Start of EXTRACTED DATA

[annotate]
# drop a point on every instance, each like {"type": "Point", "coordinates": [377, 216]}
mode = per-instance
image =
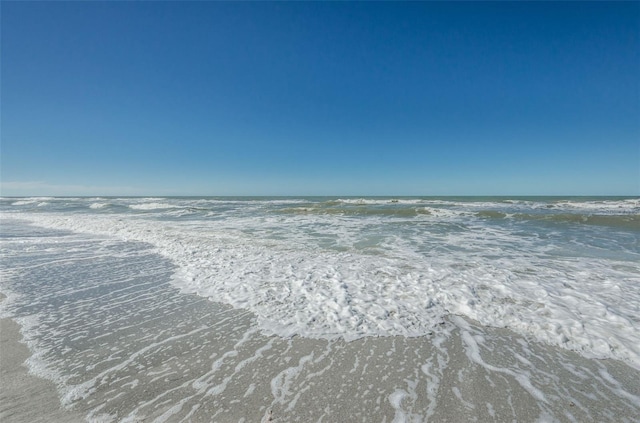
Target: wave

End of EXTRACTED DATA

● YOUR TASK: Put every line of the entries above into a numbered list, skipping any blank lines and leaving out the pictures.

● WRITTEN RESPONSE:
1. [annotate]
2. # drop a point on every instance, each like {"type": "Point", "coordinates": [377, 216]}
3. mode = per-instance
4. image =
5. Target: wave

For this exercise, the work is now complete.